* Start EXTRACT *
June 5, 2026 by Maya Posch 6 Comments

When the topic of ‘electrolysis’ is mentioned, people typically think of just splitting plain old dihydrogen monoxide (hydric acid: H₂O) into its constituent atoms, but this barely scratches the surface of what is going on during electrolysis. Once you understand the full picture it also becomes obvious how electrolysis can be used for other tasks, including metal refining, flow batteries and more, as covered in a recent video by [NightHawkInLight].

On a fundamental level electrolysis is what it says on the tin: a way to lyse (i.e. split apart) using electrons, which is what the anode and cathode provide or remove. This can be used to break down the bonds between hydrogen and oxygen, but also those of iron ore, like Fe₃O₄. Stripping the oxygen from the iron atoms is commonly done in a reduction process using the CO from coke or hydrogen,

Setup for electrolysing iron ore. (Credit: NightHawkInLight, YouTube) — Setup for electrolysing iron ore.

By instead dissolving the iron ore in acid, electrolysis can then be used to separate the two. In the example, the acid is created by one side of the electrolytic cell, with both electrodes separated by an ion-exchange membrane barrier that prevents the chemical processes on each side of the cell to affect the other side while still enabling the cell to work. How to make these membranes is also demonstrated in the video.
* End EXTRACT *
* Start LISTED RECORDS *
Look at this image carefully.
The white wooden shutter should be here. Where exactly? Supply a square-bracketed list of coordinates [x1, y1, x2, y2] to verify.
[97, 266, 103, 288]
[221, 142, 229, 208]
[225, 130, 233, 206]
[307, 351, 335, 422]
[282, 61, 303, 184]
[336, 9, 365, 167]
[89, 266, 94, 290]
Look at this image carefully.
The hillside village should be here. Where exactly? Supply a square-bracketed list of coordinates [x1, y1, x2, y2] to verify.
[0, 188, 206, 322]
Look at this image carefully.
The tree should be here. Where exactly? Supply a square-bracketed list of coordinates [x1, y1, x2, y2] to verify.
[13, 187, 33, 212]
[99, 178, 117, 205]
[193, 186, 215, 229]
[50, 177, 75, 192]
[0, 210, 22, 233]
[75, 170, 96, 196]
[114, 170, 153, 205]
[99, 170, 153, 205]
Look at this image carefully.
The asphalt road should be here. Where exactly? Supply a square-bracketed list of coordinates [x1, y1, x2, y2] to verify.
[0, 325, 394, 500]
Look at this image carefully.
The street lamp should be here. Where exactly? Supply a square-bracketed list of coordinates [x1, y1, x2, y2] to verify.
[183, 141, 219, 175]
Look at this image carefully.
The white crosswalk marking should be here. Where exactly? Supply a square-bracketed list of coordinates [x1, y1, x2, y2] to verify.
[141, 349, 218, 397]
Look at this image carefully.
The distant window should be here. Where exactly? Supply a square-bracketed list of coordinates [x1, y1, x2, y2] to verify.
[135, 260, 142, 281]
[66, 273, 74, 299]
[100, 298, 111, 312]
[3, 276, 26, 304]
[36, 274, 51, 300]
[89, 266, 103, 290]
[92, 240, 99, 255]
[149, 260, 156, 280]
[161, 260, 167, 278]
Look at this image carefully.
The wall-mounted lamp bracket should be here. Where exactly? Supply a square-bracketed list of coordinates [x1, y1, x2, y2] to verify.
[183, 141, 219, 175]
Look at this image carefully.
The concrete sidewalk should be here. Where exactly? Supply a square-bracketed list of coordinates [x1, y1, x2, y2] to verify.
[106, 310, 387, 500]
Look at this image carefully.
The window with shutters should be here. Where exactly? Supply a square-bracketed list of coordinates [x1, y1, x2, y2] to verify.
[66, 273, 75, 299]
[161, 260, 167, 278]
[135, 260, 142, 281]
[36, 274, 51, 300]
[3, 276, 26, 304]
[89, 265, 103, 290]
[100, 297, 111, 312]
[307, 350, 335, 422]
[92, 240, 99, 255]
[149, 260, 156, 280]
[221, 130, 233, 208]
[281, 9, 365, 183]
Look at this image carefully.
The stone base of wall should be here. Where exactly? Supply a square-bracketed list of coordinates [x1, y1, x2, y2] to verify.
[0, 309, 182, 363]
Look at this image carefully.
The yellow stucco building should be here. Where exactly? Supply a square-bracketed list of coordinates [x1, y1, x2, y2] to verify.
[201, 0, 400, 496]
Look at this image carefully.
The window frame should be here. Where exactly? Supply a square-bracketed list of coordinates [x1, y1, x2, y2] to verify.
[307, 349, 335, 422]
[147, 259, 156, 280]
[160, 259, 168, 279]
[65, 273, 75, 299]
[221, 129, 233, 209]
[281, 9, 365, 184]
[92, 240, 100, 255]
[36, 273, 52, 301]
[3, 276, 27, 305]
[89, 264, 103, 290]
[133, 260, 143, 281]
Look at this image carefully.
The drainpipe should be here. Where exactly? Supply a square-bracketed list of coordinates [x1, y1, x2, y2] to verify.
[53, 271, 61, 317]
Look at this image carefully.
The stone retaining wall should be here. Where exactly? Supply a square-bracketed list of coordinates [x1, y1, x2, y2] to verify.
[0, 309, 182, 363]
* End LISTED RECORDS *
• _EXERCISE AIM_:
According to the electrolysis article, what separates the two electrodes in the iron ore setup?

• _REPLY_:
An ion-exchange membrane barrier.